Extract every line of the records below that contains the word "painted".

........

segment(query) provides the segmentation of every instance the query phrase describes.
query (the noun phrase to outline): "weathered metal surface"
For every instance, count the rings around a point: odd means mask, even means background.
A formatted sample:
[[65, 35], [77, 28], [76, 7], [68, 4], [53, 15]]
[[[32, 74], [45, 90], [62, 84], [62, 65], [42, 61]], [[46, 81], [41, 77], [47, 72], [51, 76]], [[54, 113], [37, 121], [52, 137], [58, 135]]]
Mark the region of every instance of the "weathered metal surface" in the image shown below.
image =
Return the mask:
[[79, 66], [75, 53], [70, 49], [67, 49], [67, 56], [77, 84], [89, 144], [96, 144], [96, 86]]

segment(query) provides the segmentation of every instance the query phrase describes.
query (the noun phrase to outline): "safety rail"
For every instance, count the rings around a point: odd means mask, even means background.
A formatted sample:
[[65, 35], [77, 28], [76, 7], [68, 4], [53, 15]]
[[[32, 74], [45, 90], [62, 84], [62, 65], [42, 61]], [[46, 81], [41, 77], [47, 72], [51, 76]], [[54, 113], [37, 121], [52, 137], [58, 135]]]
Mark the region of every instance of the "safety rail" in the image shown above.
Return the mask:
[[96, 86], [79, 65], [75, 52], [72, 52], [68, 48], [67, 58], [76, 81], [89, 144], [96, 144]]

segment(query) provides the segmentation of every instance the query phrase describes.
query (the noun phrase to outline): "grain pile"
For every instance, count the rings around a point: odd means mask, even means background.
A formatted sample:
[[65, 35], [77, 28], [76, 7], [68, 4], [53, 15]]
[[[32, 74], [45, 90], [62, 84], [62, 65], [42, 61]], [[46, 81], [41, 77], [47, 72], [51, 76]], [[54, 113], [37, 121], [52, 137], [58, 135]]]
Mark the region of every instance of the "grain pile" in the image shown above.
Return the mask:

........

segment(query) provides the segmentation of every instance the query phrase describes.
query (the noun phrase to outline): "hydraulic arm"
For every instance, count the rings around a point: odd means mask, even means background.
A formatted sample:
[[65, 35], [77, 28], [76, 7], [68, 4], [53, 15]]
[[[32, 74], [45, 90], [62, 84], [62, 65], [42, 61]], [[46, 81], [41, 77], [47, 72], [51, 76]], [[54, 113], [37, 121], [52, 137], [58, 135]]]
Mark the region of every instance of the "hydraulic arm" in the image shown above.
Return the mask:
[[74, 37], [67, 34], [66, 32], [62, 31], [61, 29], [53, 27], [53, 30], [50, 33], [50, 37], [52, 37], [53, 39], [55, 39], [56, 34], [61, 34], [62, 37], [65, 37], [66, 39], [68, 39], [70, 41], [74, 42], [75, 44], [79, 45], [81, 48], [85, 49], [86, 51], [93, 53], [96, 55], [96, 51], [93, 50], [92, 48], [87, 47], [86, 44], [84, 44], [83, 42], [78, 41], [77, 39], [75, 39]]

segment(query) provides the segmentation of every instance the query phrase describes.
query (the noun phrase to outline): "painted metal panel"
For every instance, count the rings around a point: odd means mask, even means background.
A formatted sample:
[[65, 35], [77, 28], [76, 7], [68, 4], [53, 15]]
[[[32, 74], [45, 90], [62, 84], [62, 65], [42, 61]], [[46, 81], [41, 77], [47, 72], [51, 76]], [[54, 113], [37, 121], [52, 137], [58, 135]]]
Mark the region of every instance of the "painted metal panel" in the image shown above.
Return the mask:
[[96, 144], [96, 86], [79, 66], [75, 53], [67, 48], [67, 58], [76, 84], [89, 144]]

........

ANSWER TO THIS EXERCISE –
query (the noun phrase to outline): "painted metal panel"
Mark the region of every instance of the "painted metal panel" in the image shown above.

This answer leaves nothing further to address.